Goal of the exercise
I need the number of lines in the listing below that contain "Annotate", and only that number.

── Data

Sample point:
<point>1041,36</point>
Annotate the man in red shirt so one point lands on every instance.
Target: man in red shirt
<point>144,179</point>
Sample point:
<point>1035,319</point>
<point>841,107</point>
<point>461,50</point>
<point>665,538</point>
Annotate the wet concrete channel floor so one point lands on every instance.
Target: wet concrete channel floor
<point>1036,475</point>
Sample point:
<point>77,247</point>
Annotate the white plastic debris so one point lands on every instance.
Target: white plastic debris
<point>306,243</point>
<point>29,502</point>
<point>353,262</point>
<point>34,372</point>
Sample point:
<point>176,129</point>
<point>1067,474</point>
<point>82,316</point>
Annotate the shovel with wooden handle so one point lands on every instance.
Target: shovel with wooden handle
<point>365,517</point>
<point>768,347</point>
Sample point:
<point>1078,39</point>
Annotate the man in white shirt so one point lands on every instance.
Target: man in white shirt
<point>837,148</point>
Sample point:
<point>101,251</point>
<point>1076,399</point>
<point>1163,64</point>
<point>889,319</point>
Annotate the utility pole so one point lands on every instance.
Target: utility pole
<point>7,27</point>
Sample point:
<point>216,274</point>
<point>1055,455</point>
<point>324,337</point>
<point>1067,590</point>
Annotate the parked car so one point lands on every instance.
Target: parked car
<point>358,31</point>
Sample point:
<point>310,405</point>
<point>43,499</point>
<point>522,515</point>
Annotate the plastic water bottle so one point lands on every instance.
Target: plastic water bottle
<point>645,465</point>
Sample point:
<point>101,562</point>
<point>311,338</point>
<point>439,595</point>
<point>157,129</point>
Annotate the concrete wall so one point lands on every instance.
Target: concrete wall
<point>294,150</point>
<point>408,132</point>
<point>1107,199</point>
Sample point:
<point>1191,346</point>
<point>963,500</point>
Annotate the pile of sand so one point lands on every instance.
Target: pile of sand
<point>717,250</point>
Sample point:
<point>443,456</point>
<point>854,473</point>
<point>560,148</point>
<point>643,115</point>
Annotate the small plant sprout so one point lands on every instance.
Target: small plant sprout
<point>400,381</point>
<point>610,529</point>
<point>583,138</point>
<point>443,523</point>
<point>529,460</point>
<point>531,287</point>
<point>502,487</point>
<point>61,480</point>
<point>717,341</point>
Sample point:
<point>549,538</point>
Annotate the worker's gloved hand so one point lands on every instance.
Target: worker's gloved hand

────

Task answer
12